Phrase grounding data:
========

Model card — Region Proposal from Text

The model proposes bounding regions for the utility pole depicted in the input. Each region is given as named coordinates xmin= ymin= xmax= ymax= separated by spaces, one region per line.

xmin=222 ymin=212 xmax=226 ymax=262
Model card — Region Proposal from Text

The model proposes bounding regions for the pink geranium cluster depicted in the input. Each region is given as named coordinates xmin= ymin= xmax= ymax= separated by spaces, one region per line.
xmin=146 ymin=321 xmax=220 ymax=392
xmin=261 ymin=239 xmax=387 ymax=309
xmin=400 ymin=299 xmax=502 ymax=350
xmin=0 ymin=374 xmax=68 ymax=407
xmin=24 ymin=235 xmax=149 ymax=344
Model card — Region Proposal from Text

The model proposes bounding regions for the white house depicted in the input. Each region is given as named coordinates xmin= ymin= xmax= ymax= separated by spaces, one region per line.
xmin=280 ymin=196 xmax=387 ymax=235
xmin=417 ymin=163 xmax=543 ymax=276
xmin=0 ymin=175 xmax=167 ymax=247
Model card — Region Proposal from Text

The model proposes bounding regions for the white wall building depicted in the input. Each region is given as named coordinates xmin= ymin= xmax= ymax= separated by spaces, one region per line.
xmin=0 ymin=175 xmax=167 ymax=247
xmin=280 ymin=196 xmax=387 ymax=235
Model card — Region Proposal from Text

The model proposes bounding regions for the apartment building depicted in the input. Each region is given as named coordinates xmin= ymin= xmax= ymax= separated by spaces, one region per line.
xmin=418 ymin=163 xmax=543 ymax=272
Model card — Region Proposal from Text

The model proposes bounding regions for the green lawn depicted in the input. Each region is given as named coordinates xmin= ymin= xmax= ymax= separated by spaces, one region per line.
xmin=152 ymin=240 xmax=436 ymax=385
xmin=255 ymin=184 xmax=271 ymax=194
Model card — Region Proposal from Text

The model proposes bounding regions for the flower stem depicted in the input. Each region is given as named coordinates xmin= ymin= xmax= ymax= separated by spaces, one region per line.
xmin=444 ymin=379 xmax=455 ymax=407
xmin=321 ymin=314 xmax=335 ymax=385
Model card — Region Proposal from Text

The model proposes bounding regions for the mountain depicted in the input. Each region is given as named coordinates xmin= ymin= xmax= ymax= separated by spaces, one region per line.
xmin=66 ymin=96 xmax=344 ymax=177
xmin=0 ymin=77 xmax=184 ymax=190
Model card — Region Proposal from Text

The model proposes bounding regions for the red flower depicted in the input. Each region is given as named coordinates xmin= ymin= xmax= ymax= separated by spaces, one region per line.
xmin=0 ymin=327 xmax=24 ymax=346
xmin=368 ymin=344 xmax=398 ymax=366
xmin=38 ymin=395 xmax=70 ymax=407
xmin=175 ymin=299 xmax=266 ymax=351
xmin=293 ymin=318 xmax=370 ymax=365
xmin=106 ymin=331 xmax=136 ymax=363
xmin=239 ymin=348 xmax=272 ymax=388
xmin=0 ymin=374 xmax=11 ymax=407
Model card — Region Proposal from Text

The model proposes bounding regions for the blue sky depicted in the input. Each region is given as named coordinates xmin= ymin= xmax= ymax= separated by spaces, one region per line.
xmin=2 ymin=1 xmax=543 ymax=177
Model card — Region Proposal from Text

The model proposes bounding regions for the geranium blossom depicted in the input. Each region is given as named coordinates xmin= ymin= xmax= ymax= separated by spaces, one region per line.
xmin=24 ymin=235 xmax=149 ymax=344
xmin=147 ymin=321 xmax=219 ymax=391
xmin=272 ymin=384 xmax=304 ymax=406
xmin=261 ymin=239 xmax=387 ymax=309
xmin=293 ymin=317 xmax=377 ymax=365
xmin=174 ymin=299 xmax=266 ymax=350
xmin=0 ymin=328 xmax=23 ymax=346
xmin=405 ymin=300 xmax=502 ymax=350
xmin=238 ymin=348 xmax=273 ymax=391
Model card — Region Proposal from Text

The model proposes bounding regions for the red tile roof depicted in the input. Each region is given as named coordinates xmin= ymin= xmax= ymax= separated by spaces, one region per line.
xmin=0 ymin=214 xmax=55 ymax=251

========

§ **Task description**
Pull out each record as written and restate it exactly.

§ **Solved exercise**
Model card — Region Proposal from Text

The model proposes bounding regions for the utility pole depicted in the input. Each region is given as named coordinates xmin= ymin= xmax= ymax= separated by spaces, one region per line.

xmin=222 ymin=212 xmax=226 ymax=262
Model card — Region Proposal from Text

The model proposes bounding regions for the pink geranium cluster depicted in the input. Each region is given as named coordinates xmin= ymin= xmax= ymax= separated by spaces, one region per line.
xmin=146 ymin=321 xmax=220 ymax=392
xmin=261 ymin=239 xmax=387 ymax=309
xmin=400 ymin=299 xmax=502 ymax=350
xmin=0 ymin=374 xmax=68 ymax=407
xmin=24 ymin=235 xmax=149 ymax=344
Model card — Region Proposal from Text

The model proposes bounding regions for the white house depicted in the input. Each region is given as named coordinates xmin= ymin= xmax= ymax= separated by spaces, one region per line.
xmin=280 ymin=196 xmax=387 ymax=235
xmin=417 ymin=163 xmax=543 ymax=276
xmin=0 ymin=175 xmax=167 ymax=247
Model card — Region Proposal from Text

The model proposes bounding regions for the white wall building depicted in the input. Each region is given as named coordinates xmin= ymin= xmax= ymax= separated by spaces, one region per line.
xmin=0 ymin=175 xmax=167 ymax=247
xmin=280 ymin=196 xmax=387 ymax=235
Model card — Region Proposal from Text

The model proposes bounding regions for the apartment building depicted in the input. Each region is given as named coordinates xmin= ymin= xmax= ymax= separated by spaces, one region per line.
xmin=418 ymin=163 xmax=543 ymax=272
Model card — Region Proposal from Text

The model proposes bounding regions for the green lawn depicted in the input. Each region is given as named coordinates xmin= ymin= xmax= ymax= separated by spaces, one region per line.
xmin=152 ymin=240 xmax=436 ymax=385
xmin=255 ymin=184 xmax=271 ymax=194
Model card — Region Proposal from Text

The model proposes bounding regions for the flower stem depicted in the input. Each region is given as named coordinates xmin= ymin= xmax= ymax= separated by spaces, one region per line.
xmin=444 ymin=379 xmax=455 ymax=407
xmin=321 ymin=314 xmax=335 ymax=385
Model card — Region Proposal from Text

The model proposes bounding regions for the mountain depicted in the input. Each region is given as named coordinates xmin= ymin= xmax= ymax= separated by spaces, one region per line.
xmin=66 ymin=96 xmax=344 ymax=177
xmin=0 ymin=77 xmax=184 ymax=190
Model card — Region Proposal from Text

The model proposes bounding regions for the red flower depicted in the input. Each region is given as named coordinates xmin= ymin= xmax= ymax= separated by spaces, one region per line.
xmin=0 ymin=327 xmax=24 ymax=346
xmin=368 ymin=344 xmax=398 ymax=366
xmin=38 ymin=395 xmax=70 ymax=407
xmin=175 ymin=299 xmax=266 ymax=351
xmin=293 ymin=318 xmax=370 ymax=365
xmin=106 ymin=331 xmax=136 ymax=363
xmin=239 ymin=348 xmax=272 ymax=388
xmin=0 ymin=374 xmax=11 ymax=407
Model card — Region Proposal from Text

The model proposes bounding regions for the blue sky depicted in the input. Each region is given as named coordinates xmin= ymin= xmax= ymax= separated by spaces, one region per line.
xmin=2 ymin=1 xmax=543 ymax=177
Model card — Region Proposal from Text

The model proposes bounding regions for the geranium blossom depicted in the input. Each region is given as named coordinates xmin= ymin= xmax= ymax= separated by spaces, one region per line.
xmin=24 ymin=235 xmax=149 ymax=344
xmin=147 ymin=321 xmax=219 ymax=391
xmin=272 ymin=384 xmax=304 ymax=406
xmin=261 ymin=239 xmax=387 ymax=309
xmin=293 ymin=317 xmax=377 ymax=365
xmin=174 ymin=299 xmax=266 ymax=350
xmin=0 ymin=328 xmax=23 ymax=346
xmin=405 ymin=300 xmax=502 ymax=350
xmin=238 ymin=348 xmax=273 ymax=391
Model card — Region Proposal from Text

The model proposes bounding regions for the red tile roof depicted in the input. Each region is given as named coordinates xmin= ymin= xmax= ymax= separated by spaces, one region per line.
xmin=0 ymin=214 xmax=55 ymax=251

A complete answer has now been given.